---------- PROVIDED RECORDS ----------
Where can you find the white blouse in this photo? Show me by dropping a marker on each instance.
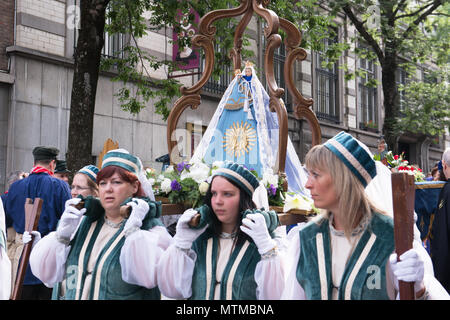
(342, 249)
(139, 256)
(176, 268)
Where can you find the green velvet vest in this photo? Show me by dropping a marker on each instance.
(238, 279)
(364, 276)
(107, 283)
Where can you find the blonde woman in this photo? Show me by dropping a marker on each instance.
(97, 253)
(347, 252)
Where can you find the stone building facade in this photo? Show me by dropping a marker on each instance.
(36, 71)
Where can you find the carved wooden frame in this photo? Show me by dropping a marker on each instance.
(204, 39)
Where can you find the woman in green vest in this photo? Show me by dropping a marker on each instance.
(99, 251)
(232, 254)
(347, 252)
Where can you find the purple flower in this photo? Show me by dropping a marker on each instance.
(272, 190)
(182, 165)
(175, 185)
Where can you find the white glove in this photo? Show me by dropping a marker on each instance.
(26, 237)
(138, 213)
(410, 268)
(185, 235)
(70, 219)
(255, 226)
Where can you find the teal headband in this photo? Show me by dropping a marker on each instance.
(355, 157)
(123, 159)
(91, 171)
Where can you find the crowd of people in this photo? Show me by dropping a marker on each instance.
(102, 236)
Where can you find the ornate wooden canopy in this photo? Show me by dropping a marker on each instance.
(205, 38)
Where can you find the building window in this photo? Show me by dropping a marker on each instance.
(114, 44)
(326, 87)
(279, 57)
(219, 85)
(367, 96)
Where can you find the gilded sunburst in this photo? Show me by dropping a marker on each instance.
(239, 139)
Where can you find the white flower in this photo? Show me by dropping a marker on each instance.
(198, 172)
(270, 178)
(165, 185)
(169, 169)
(217, 164)
(203, 187)
(297, 202)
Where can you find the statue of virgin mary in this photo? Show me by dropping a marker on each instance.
(244, 130)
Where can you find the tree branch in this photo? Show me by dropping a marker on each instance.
(421, 18)
(412, 14)
(400, 7)
(359, 25)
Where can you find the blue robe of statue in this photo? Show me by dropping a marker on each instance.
(235, 137)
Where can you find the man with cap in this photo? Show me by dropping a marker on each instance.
(54, 193)
(61, 171)
(440, 232)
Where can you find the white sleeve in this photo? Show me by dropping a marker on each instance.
(269, 272)
(292, 289)
(48, 259)
(140, 256)
(175, 271)
(5, 274)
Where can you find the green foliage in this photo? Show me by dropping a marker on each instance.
(428, 110)
(388, 25)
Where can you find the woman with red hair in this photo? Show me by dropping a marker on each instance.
(98, 251)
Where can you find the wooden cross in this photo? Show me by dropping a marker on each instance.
(403, 194)
(32, 214)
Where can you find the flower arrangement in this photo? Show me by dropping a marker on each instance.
(274, 186)
(187, 183)
(399, 164)
(182, 183)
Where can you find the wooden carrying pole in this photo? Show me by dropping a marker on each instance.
(32, 214)
(403, 194)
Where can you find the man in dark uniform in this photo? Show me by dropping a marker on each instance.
(54, 193)
(61, 171)
(440, 231)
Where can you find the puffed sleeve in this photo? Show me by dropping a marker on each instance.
(48, 259)
(175, 271)
(269, 272)
(141, 254)
(292, 289)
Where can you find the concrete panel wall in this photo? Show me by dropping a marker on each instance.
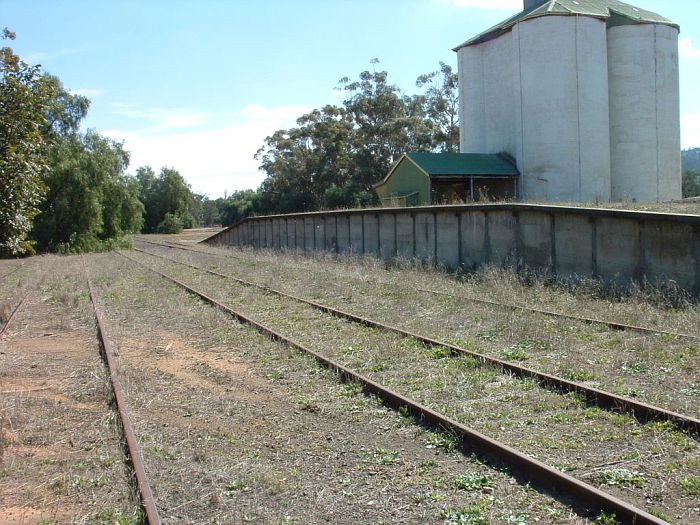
----------
[TASK PROMPT] Only the text of the listing should be returned, exactly and in full; no image goes into the copy.

[YOUR RESPONSE]
Where can you find the white blouse in this photo? Show me by dropping a marker on each instance.
(342, 249)
(139, 256)
(176, 268)
Where can you find the green velvet vest in this photo? Show me by dropping a marker on each instance.
(238, 279)
(364, 276)
(107, 283)
Where can you find the blonde woman in this photo? Show me by dropping a marker on each instance.
(97, 253)
(347, 252)
Where can you find the stone building facade in this photo? Show me by dropping a marker on each instance.
(36, 71)
Where can you find the carved wooden frame in this photo? Show me by dropping a marker on each instance.
(204, 39)
Where can you find the woman in green vest in this photo? Show me by dropping a marker on each instance.
(99, 251)
(232, 254)
(347, 252)
Where can you find the purple flower in this photo? Show me by dropping a marker on each instance.
(272, 190)
(182, 165)
(175, 185)
Where can you find the white glove in this photo? Show me by dropping a marker on each instance.
(26, 237)
(138, 213)
(410, 268)
(185, 235)
(70, 219)
(255, 226)
Where can you find the teal headband in this photo? Show me by dropping a marker on each instance.
(355, 157)
(123, 159)
(91, 171)
Where can you find the crowd of people in this photo? Show me by dropping a marker on each instance.
(102, 236)
Where can you find the ornate wooden canopy in this photo? Show me by dropping a marker on each instance.
(205, 38)
Where can you find the building window in this photo? Show me by dropping a marker on each instance.
(114, 44)
(326, 87)
(279, 57)
(219, 85)
(367, 96)
Where can you find the gilded sunburst in this photo? Show me by dropping a marker on each instance.
(239, 139)
Where can you find the white flower in this photo? Show me by dropping a marker on each instance.
(198, 172)
(270, 178)
(165, 185)
(169, 169)
(217, 164)
(203, 187)
(297, 202)
Where can you find the statue of virgin mary in this photo? Show me by dropping a marker on each instance.
(244, 130)
Where can you find the tree branch in this photo? Show me by dropping a marker on each instance.
(421, 18)
(412, 14)
(400, 7)
(359, 25)
Where can you find the blue robe of statue in this photo? Show me by dropping a marker on each instance.
(235, 137)
Where can you find the man with cap in this photo? Show me by dropping a marker on each instance.
(54, 193)
(61, 171)
(440, 232)
Where can you find the white sleeve in this photo? Show me by dropping a marker on each instance.
(269, 272)
(292, 289)
(48, 259)
(140, 256)
(175, 271)
(5, 274)
Where can you find the green foliage in this photo? Show me by dropping a marker on each instance.
(428, 110)
(388, 25)
Where can you find the woman with red hair in this photo? Show me by dropping a marker on each instance.
(98, 251)
Where can you find the wooden cross in this photo? Show me by dropping a marker on each instance.
(403, 194)
(32, 214)
Where can you find the flower arrangement in this photo? Show me by dropping a marker on each instance.
(274, 186)
(187, 183)
(399, 164)
(182, 183)
Where can you find the wooden carrying pole in this photo? Show me by dropping a marker on each instance.
(32, 214)
(403, 194)
Where can you find the man in dark uniform in this photo? Show me by dropping a marker on each instance.
(54, 193)
(61, 171)
(440, 231)
Where can you find the puffed sleeve in this photo? Show me by dropping a marker on each instance.
(48, 259)
(175, 271)
(269, 272)
(141, 254)
(292, 289)
Where can you find the concrete panel wall in this photo? Show me by dropping a marker on each instance.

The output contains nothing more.